Текст для чтения ::
Предлагаемые тексты, писавшиеся из месяца в месяц, не претендуют на органическую логику развития: их связывает идея настоятельности, повторяемости. Не знаю, верно ли, что повторение, как утверждает пословица,- мать учения, однако полагаю, что в любом случае она является матерью значения. Именно значения стремился я обнаружить в своем материале. Принадлежат ли эти значения лично мне? Иными словами, существует ли мифология самого мифолога? Несомненно, и читатель без труда увидит, какова моя собственная позиция. Думаю все же, что вопрос следует поставить несколько иначе. Прибегнув к выражению, становящемуся уже расхожим, можно утверждать, что акт "демистификации" не есть олимпийский акт. Этим я хочу сказать, что отнюдь не разделяю традиционного мнения, согласно которому существует естественная пропасть между объективностью ученого и субъективностью писателя - так, словно привилегия первого - это "свобода", а второго - "призвание", якобы способные разрушить или сублимировать реальные границы их исторической ситуации; что до меня, то я притязаю на то, чтобы в полной мере пережить противоречия своего времени, способного превратить сарказм в условие бытия истины.

Записи о расстановке точек
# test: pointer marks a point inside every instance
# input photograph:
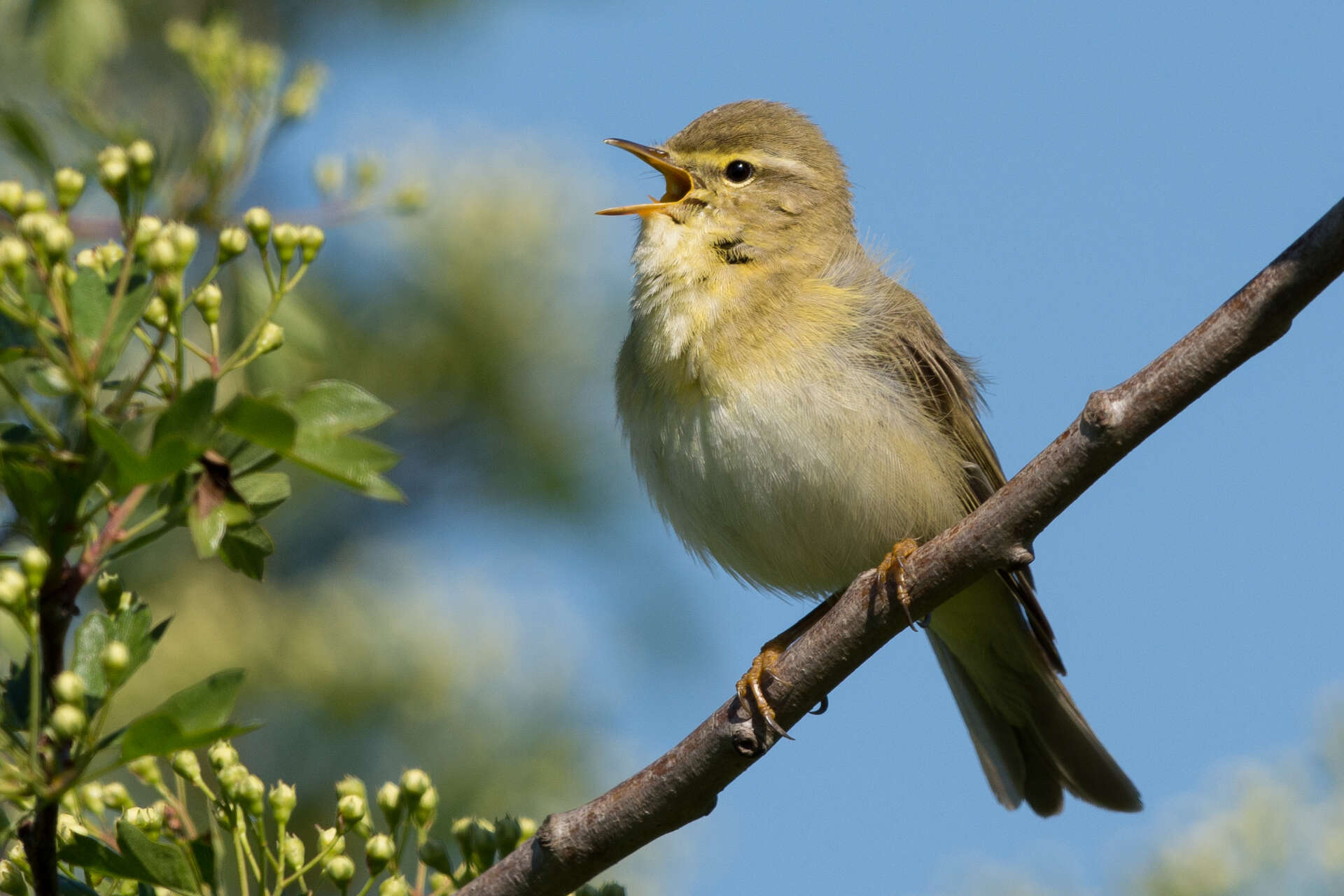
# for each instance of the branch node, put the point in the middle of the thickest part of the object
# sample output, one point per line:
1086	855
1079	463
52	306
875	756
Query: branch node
1101	414
1019	556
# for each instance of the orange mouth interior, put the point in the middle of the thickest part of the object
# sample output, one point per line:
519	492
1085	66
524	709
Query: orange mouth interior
679	182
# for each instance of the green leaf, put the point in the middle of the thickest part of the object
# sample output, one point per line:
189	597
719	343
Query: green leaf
128	315
262	421
167	458
207	530
27	141
134	628
164	864
203	853
94	855
33	492
191	718
190	416
71	887
339	407
245	550
356	463
264	492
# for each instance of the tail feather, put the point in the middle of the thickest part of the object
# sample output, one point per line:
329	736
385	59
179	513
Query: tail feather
1031	739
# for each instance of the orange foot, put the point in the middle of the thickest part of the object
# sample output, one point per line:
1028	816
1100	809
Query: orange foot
901	551
750	682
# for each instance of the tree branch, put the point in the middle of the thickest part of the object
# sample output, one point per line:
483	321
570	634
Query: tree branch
683	785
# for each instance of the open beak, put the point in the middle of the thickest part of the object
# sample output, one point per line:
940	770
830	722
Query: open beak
679	182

Задания ::
1 – Что, согласно тексту для чтения, не есть олимпийский акт?
2 – Представь все строки листинга как JSON-список строк, по одной на каждую строку, без пустых строк. Изображения в ответ не включай.

Ответы к заданиям ::
1 – Акт «демистификации».

2 –
[
  "# test: pointer marks a point inside every instance",
  "# input photograph:",
  "# for each instance of the branch node, put the point in the middle of the thickest part of the object",
  "# sample output, one point per line:",
  "1086\t855",
  "1079\t463",
  "52\t306",
  "875\t756",
  "Query: branch node",
  "1101\t414",
  "1019\t556",
  "# for each instance of the orange mouth interior, put the point in the middle of the thickest part of the object",
  "# sample output, one point per line:",
  "519\t492",
  "1085\t66",
  "524\t709",
  "Query: orange mouth interior",
  "679\t182",
  "# for each instance of the green leaf, put the point in the middle of the thickest part of the object",
  "# sample output, one point per line:",
  "189\t597",
  "719\t343",
  "Query: green leaf",
  "128\t315",
  "262\t421",
  "167\t458",
  "207\t530",
  "27\t141",
  "134\t628",
  "164\t864",
  "203\t853",
  "94\t855",
  "33\t492",
  "191\t718",
  "190\t416",
  "71\t887",
  "339\t407",
  "245\t550",
  "356\t463",
  "264\t492",
  "# for each instance of the tail feather, put the point in the middle of the thickest part of the object",
  "# sample output, one point per line:",
  "329\t736",
  "385\t59",
  "179\t513",
  "Query: tail feather",
  "1031\t739",
  "# for each instance of the orange foot, put the point in the middle of the thickest part of the object",
  "# sample output, one point per line:",
  "1028\t816",
  "1100\t809",
  "Query: orange foot",
  "901\t551",
  "750\t682",
  "# for each instance of the tree branch, put the point in the middle of the thickest part of the object",
  "# sample output, one point per line:",
  "483\t321",
  "570\t634",
  "Query: tree branch",
  "683\t785",
  "# for each instance of the open beak, put the point in the middle of the thickest part of the object",
  "# sample output, one point per line:",
  "940\t770",
  "830\t722",
  "Query: open beak",
  "679\t182"
]